- [Instructions to follow]: In the book review below, what nationality is the injured sub pilot whom Hassan saves?

- [Quoted passage]:
####

But, as with any plan, the first fog of battle changes everything. For example, the yacht’s engineer is inboard, so she ends up being kidnapped and willing helps out. They outrun surface pursuit. Bettencort learns of this mission and sends his own security forces to stop Hassan and Jonah. Even has a sub, which Jonah rams with his stolen ship, enters and kills most everyone. One injured sub pilot, a Russian, is saved by Hassan and he to goes along willingly with the plan.


Then . . . . and then . . . and then . . . . This book is one unlikely scenario after another that Hassan and Jonah manage to work their way around. They meet a friendly Somali pirate, are protected by a Somali family, helped by a woman captured a couple years earlier by other pirates, it goes on and on. OK. Maybe Clive Cussler has carved out a lucrative niche with fantastical marine adventures, but this one just seemed way, way over the top. Far too many convenient circumstances, unlikely turns of events, and that friendly pirate. Good grief.

####

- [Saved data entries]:
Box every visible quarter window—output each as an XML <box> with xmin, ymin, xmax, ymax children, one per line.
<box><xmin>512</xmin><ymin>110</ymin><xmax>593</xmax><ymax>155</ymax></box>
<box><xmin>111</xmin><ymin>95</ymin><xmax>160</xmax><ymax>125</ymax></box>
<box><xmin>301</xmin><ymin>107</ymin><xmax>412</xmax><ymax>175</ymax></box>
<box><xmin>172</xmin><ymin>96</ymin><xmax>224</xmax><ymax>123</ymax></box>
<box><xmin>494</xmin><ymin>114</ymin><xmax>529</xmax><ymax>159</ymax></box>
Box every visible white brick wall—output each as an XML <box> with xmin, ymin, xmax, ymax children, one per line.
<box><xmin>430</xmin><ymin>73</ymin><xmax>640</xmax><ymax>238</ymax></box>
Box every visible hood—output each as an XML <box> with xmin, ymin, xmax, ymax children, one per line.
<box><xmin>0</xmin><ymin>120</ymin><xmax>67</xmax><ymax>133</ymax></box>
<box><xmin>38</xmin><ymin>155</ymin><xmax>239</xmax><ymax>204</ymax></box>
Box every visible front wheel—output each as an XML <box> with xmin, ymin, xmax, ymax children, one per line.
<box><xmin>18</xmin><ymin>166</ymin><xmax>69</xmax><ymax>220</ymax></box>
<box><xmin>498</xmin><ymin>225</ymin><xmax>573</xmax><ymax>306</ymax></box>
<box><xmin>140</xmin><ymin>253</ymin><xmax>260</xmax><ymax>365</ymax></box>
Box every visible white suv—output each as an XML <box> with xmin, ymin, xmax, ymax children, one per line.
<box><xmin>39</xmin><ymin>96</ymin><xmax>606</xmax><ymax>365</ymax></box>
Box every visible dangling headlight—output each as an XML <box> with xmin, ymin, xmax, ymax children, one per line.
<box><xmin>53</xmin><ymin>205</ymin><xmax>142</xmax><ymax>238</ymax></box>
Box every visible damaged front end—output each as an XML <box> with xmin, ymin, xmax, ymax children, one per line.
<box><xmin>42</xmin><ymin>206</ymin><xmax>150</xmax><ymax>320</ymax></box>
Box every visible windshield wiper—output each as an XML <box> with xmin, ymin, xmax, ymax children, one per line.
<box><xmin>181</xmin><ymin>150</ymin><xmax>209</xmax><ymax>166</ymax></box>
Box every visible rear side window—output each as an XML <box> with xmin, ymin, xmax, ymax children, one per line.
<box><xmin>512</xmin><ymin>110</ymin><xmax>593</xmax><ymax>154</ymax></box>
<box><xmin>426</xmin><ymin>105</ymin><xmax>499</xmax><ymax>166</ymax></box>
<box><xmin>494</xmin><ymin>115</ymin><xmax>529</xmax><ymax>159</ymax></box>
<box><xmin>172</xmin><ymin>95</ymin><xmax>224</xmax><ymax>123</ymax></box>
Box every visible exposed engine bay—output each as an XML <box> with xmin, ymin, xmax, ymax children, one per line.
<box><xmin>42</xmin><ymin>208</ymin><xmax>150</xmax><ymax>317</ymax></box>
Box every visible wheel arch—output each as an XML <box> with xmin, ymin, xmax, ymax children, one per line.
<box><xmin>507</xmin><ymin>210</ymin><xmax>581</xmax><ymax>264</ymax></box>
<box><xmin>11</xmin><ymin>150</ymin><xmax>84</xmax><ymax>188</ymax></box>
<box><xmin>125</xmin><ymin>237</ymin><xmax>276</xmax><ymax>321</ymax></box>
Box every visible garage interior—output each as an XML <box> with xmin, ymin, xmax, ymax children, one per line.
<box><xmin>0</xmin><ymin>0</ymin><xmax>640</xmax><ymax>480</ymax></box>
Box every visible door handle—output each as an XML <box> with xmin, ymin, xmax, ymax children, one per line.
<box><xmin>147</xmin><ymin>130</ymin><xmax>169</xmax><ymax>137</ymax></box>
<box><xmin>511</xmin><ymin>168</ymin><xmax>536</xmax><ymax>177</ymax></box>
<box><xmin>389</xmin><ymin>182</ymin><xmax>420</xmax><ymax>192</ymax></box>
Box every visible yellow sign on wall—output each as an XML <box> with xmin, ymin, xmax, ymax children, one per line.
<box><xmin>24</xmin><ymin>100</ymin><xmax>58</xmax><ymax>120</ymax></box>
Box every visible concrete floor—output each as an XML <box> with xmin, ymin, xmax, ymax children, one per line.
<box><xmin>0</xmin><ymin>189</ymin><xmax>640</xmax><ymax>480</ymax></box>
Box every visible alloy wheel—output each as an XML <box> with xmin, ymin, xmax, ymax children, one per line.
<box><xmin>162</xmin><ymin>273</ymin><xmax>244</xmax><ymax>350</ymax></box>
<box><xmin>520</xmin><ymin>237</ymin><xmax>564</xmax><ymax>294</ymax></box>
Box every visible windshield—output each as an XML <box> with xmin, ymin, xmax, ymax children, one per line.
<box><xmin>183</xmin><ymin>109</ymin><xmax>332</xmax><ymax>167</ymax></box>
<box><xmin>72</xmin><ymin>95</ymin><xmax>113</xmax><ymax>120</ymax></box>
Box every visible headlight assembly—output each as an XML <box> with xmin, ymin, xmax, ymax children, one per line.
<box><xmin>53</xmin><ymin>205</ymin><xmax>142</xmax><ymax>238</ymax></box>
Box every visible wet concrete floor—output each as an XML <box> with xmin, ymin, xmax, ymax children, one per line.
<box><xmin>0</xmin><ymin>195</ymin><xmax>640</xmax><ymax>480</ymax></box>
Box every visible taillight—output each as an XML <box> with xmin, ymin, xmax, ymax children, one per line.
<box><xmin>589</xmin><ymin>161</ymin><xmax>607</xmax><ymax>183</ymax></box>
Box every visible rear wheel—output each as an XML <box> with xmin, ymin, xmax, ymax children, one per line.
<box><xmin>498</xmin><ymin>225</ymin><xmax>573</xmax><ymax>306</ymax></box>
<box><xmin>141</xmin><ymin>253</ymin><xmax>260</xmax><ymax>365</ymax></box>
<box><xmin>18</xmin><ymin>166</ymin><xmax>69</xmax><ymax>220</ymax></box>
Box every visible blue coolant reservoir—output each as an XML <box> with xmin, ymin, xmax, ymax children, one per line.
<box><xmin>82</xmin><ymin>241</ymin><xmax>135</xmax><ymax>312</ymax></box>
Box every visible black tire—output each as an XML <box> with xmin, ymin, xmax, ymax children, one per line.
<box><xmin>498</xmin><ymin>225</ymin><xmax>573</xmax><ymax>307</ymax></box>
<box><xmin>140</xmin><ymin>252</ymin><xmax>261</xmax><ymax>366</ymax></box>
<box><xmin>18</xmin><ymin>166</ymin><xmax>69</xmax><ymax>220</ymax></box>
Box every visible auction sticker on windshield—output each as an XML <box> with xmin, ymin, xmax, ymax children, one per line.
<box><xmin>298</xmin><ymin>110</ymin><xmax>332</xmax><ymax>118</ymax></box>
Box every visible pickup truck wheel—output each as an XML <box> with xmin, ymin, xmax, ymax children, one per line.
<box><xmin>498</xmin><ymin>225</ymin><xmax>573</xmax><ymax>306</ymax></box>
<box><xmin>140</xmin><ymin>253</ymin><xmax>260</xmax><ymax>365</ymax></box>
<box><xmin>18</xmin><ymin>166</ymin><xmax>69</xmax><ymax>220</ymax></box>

####

- [Solution below]: Russian.